> **Direction A**:
According to the forum thread on horse boarding below, what are the outdoor arena's dimensions?

++++++++++++++++++++

# How much would you pay?



## starlinestables (Nov 24, 2008)

I just opened a small horse boarding facility and I want to know how much you would pay to hypothetically board your horse at a place like mine. Some amenities aren't finished.. so if you could give me a price for both the way it is now and when it is finished that would be great. If you have any suggestions on what could make our place better let me know to..

We built a small 6 stall metal barn on 10 acres in north Texas.
12x12 heavy duty custom stalls with mats
12x14 open feed room (locked metal feed bins)
12x14 locked tack room (Nicer than most I would say)
All fencing is pipe top rail and no climb wire... and cross fenced in 5 strand barbless wire with a top hot wire.
2 out door wash racks (hot water soon to come)
160x170 outdoor (not lighted yet) jumps available.

I am an experienced horse person and I live and work on site. Horses are grained 2x a day, hay at night. Turned out all day with weather permitting. Blankets/boots on if needed at no extra charge. There are 3 horses per MAX and turned out by similar personalities. Trailer parking included. Very safe pastures and barn with no junk lying around. No trails near by, just open fields. 30 minutes from good trails though. No manure piles (we have a dumpster). Stalls cleaned once a day. Twice if in all day.

Soon to come........
Arena lights
50ft round pen
Office/lounge w/porch over looking the arena
Automatic waterers in stalls (is this important to boarders?)
Auto fly system 
3, 60x30 private paddocks with a stall (How much would you charge for this?)
Pasture Vaccum
Gaited entry w/key pad (is this important to boarders?)

So how much would you pay? for the before and the after?
If you want to see pictures you can look at my website, www.geocities.com/jolicheval/facilities

THANK YOU!!!


----------



## Eagle eye 1 (Nov 27, 2008)

I think it has a lot to do with your area. If you are close enough (travel time wise) you can obviously charge more. If you are in the country and everyone for miles around has a few hundred acres or several other stables to choose from, the demand may be considerably less.

++++++++++++++++++++

> **Direction B**:
Pull out every line of the records that includes the string "dark".

++++++++++++++++++++

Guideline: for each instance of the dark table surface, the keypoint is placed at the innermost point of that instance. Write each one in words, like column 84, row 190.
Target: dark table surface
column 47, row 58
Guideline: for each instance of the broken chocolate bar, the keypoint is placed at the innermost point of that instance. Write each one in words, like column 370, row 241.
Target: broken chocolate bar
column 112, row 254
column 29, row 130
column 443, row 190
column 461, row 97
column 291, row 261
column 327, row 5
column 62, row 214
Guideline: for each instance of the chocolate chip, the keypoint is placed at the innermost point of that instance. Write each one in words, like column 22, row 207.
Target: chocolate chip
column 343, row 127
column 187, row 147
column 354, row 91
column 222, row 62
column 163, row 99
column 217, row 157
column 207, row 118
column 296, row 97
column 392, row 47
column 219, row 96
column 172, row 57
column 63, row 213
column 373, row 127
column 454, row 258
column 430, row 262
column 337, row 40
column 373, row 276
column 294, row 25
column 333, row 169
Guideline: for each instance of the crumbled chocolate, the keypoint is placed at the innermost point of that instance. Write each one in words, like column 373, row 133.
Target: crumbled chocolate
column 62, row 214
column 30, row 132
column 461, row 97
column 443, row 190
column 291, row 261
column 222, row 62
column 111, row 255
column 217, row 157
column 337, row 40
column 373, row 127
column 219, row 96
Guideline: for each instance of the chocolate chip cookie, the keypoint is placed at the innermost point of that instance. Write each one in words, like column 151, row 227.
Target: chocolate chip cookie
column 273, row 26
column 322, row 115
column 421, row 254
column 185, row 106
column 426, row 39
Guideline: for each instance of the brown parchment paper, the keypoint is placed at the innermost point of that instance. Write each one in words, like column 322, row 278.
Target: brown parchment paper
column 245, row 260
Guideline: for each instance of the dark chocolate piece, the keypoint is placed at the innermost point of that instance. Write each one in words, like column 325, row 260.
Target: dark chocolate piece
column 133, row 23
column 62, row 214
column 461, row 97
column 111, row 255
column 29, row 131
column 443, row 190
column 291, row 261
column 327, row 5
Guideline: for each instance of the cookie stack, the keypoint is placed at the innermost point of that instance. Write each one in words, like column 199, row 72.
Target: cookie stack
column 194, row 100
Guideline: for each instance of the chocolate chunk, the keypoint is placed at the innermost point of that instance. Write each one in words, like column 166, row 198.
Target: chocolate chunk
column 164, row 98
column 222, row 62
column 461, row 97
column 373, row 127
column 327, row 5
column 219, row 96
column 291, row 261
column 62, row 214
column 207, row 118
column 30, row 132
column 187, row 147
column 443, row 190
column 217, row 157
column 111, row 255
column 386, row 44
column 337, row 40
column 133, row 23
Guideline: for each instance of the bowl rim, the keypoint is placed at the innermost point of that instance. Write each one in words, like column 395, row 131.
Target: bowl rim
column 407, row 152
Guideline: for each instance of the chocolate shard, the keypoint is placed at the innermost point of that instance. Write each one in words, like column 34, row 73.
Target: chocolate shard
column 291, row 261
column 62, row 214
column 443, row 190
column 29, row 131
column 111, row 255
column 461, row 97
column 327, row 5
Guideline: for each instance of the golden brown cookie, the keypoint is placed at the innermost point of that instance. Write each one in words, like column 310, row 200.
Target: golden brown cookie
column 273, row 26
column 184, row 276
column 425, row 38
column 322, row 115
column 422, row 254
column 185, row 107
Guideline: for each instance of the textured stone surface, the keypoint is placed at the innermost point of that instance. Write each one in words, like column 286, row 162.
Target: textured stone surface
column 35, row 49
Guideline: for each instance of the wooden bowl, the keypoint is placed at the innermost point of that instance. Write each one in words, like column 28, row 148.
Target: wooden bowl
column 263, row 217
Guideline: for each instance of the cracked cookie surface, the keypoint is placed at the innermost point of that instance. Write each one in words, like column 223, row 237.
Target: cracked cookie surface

++++++++++++++++++++

> **Full response A**:
160x170

> **Full response B**:
Guideline: for each instance of the dark table surface, the keypoint is placed at the innermost point of that instance. Write each one in words, like column 84, row 190.
Target: dark table surface
Guideline: for each instance of the dark chocolate piece, the keypoint is placed at the innermost point of that instance. Write each one in words, like column 325, row 260.
Target: dark chocolate piece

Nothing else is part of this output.